## [TEXT UNDER STUDY]
Eat that, then WAIT. WAIT even if you have to set a timer, like 30 minutes. If you are really hungry at that point, plan for one extra helping of something lower cal - veggies, say. Or ONE bite of everything.
It's a journey, Holly, it really is.
Oh isn't it horrible how you feel after stuffing yourself? You're oh so miserable and you just want to puke...but you can't for fear of becoming bulimic. I can't tell you how many times I tried jabbing myself in the throat to get some relief but could never seem to get any. I think in the past I felt deprived so when I ended up having something that tasted good I felt I had to gorge myself because I wasn't going to get it again. I'm not sure what exactly helped me to get past or through all of that but I do know that it has been a long time since I've eaten to the point of pain. I also know that I was saying a lot of the same things that you are now so I suspect it's when you come to the realization of what you are doing to yourself that change happens. I got to a point where being overstuffed was no longer pleasant. In fact it was quite the opposite and I think you're at that point too. So don't fret, things are falling into place with you! That's exciting!
Holly, I have said I was going to lose weight so many times only to turn around and disappoint myself with yet another failed attempt. I, like you, finally got sick and tired of being sick and tired. It gets so old so fast.
My moment of "WTH have I been doing to myself" came when I absolutely knew I could no longer avoid going to the doctor. I wasn't haveing problems but I knew I had three teenage daughters who depend on me and I couldn't not be here for them. I also knew that if I was going to go to the doctor to get healthy, I couldn't not do as he advised otherwise, why bother?
I went in to my initial visit in a state of distress. I was crying, depressed, upset, scared and yet strangely happy that I had finally taken that step. I needed that step. I came home from that visit investigating WLS. I am still learning about the different WLS BUT I also know that it's not what I want until it is an ABSOLUTE last resort. So, I have taken a lot of what I have learned about how WLS patients eat after surgery and employed many many aspects of it. I am not perfect at it and I have days when I come no where close to mimicking their eating styles BUT I'm learning. I would rather learn with my insides intact than to go through the surgery and realize I don't know **** and put weight back on because I was never able to get my eating habits under control.

## [WORK TO COMPLETE]
- 1) Decide whether each statement agrees with the forum post, answering yes or no and quoting the deciding words: (a) The writer has three teenage daughters. (b) The writer has already had weight loss surgery. (c) The suggested wait on a timer is about 30 minutes.
- 2) Reproduce the forum post word for word from "Holly, I have" up to and including "otherwise, why bother?".
Base every answer on the forum post alone.

## [RECORDED INFORMATION]
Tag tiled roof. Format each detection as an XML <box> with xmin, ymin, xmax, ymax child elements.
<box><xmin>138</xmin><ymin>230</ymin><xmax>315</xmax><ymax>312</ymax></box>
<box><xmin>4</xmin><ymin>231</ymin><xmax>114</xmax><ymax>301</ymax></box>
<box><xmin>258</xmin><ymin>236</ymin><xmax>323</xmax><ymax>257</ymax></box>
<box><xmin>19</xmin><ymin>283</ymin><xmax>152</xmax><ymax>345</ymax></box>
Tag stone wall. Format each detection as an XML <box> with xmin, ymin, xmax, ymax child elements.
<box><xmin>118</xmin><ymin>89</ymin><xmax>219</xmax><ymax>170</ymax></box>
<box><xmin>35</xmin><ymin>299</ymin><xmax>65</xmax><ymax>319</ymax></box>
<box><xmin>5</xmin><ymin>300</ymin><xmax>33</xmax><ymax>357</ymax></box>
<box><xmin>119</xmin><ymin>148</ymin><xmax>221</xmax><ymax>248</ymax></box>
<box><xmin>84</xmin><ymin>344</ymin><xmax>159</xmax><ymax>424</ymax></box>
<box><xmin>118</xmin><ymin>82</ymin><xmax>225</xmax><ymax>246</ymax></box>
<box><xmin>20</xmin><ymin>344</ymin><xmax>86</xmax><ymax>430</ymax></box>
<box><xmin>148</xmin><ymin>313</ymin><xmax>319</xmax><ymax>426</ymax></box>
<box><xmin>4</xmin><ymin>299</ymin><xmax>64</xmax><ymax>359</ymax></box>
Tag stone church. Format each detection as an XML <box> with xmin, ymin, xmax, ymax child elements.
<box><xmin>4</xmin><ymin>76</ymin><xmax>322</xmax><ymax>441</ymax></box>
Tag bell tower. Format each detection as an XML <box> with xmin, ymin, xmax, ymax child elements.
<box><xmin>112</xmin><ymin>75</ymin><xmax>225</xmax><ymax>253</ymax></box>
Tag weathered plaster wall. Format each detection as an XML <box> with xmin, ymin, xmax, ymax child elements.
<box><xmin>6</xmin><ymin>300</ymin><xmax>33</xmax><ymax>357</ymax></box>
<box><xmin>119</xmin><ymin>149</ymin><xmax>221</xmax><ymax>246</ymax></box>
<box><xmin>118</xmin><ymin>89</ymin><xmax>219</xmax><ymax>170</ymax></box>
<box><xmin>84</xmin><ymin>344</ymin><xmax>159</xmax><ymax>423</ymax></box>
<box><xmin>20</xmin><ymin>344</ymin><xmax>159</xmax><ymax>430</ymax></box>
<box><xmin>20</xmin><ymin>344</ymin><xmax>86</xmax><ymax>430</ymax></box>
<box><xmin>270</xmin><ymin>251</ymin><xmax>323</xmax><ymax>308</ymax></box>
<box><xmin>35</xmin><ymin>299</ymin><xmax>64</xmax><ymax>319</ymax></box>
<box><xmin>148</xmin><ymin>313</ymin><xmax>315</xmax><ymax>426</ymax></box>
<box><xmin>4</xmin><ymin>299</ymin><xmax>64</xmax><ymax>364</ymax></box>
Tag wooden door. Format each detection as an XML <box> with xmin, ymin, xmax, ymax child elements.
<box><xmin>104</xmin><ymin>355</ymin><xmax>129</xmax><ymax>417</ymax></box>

## [SOLUTION SET]
- 1)
(a) Yes: "I had three teenage daughters who depend on me"
(b) No: "it's not what I want until it is an ABSOLUTE last resort"
(c) Yes: "set a timer, like 30 minutes"

- 2)
Holly, I have said I was going to lose weight so many times only to turn around and disappoint myself with yet another failed attempt. I, like you, finally got sick and tired of being sick and tired. It gets so old so fast.
My moment of "WTH have I been doing to myself" came when I absolutely knew I could no longer avoid going to the doctor. I wasn't haveing problems but I knew I had three teenage daughters who depend on me and I couldn't not be here for them. I also knew that if I was going to go to the doctor to get healthy, I couldn't not do as he advised otherwise, why bother?